What to work on – Copy the following lines without changing anything.

Exercise materials –
▬▬▬▬▬▬
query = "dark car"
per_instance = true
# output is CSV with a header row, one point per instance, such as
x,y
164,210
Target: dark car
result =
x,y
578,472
▬▬▬▬▬▬
Exercise solution –
query = "dark car"
per_instance = true
# output is CSV with a header row, one point per instance, such as
x,y
164,210
Target: dark car
result =
x,y
578,472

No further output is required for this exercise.